Then, my wife found Grace Community Church, she was so excited to try it. Attending any church gave me hope that our marriage could be restored. Mark Norman was the pastor. Unbelievably, every message he delivered was directed squarely at me, as if no one else was in the room. He had lots of wisdom to share and I needed ALL of it. He encouraged everyone to get into small groups and to participate in other church activities. After much hesitation, my wife and I attended several seminars together (“Discover your Design,” “30 for 30,” “First Steps”).

Then I joined Starting Point and Men’s Fraternity (now Men of Grace). Starting Point led me into Foundations. That summer, I was blessed to participate in a short-term mission trip to Appalachia – it was an eye-opening and humbling experience as well as a lesson in patience (something I sorely needed) and giving up control and concerns about efficiency (I needed this too).  The conclusion of Foundations naturally led me into a small group. In these circumstances, I met many godly people. Not like any were perfect- and they were happy to share that fact. The difference between my new friends and previous friends  was- they were (and are) authentic. Over time, I’ve gotten to know many people at a much deeper level – deeper than previous friends, and in most cases, deeper than family members. We see each others flaws and weaknesses, and we don’t judge, instead we encourage and love each other anyway.

▬▬▬▬▬▬

▶ **EXERCISE GOAL**
Resume the personal account of getting involved at Grace Community Church, picking up right after its final sentence.

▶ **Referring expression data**

▬▬▬▬▬▬

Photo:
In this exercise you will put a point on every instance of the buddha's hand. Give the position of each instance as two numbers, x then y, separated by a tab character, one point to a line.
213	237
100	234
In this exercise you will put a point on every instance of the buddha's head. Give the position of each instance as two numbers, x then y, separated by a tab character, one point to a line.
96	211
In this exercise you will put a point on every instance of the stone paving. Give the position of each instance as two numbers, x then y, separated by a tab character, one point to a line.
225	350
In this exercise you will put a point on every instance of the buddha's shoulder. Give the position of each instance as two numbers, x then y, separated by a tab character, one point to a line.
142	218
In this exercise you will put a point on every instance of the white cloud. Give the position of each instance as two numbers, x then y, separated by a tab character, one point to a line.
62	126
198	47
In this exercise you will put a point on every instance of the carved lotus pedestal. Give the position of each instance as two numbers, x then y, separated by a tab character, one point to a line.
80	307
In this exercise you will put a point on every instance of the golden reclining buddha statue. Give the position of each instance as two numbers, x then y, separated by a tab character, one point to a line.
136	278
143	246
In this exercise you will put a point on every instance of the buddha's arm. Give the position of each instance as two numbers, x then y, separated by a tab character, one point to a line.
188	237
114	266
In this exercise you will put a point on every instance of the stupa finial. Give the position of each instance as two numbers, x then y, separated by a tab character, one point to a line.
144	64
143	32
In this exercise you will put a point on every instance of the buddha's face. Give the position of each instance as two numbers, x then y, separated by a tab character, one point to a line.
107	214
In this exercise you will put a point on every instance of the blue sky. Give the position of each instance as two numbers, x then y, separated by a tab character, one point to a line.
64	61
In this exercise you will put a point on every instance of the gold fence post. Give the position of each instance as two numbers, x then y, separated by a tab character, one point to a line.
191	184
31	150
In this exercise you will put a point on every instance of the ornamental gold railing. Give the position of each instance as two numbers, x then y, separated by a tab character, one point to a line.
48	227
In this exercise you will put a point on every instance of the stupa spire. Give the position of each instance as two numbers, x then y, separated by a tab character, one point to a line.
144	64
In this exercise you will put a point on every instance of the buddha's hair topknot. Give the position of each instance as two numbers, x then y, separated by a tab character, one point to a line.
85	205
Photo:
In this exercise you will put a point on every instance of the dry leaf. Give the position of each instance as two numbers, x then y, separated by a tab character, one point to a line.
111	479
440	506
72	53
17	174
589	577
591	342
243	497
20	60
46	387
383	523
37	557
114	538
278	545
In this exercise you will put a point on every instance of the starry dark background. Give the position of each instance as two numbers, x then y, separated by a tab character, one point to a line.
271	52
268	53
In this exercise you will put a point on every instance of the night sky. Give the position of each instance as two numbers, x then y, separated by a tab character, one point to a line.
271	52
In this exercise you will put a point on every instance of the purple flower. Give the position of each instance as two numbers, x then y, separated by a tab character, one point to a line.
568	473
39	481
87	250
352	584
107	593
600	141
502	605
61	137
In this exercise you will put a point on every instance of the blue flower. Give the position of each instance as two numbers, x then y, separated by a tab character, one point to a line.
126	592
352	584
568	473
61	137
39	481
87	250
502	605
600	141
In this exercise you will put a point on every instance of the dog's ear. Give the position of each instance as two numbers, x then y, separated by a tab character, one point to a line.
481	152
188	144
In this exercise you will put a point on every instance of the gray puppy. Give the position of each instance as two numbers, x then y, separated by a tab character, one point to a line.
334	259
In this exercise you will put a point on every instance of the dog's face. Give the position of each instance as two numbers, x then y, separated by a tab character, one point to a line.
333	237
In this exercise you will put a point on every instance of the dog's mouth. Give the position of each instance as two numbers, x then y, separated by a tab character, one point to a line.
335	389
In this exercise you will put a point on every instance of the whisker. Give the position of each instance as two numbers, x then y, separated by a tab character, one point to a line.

▬▬▬▬▬▬

▶ **OUTPUT FOR THIS TASK**
I learned that I don’t have to be in control, that I don’t have to be able to fix everything, that I don’t need to have every aspect of my life to be perfect (or give the illusion of being perfect). I learned that God really is in control, that I need to give up control to Him and allow Him to lead my life. That He has great things in store for me – if I just get myself out of the way and have faith. I can list nearly 50 “Gracers” and a handful of others that have been paramount in my journey- I thank you all!

I failed to mention that while I was in Foundations, my wife filed for divorce. Initially, and for a few moments, I was stunned. Then, I was crushed. But God had led me to Grace Community Church and had built a safety net around me me. Initially, I hung on to – “For I can do everything through Christ who gives me strength” (Phil 4:13). Later, I grabbed on to – “We can rejoice, too when we run into problems and trails, for we know that they help us build endurance. And endurance develops strength of character, and character strengthens our confident hope of salvation.” (Rom 5:3-4). Nearly immediately, I started in Divorce Care. My first two years at Grace, I was absorbing everything I could, Clearly, my heart had been been operating on empty for some time -just waiting to be filled with the Holy Spirit.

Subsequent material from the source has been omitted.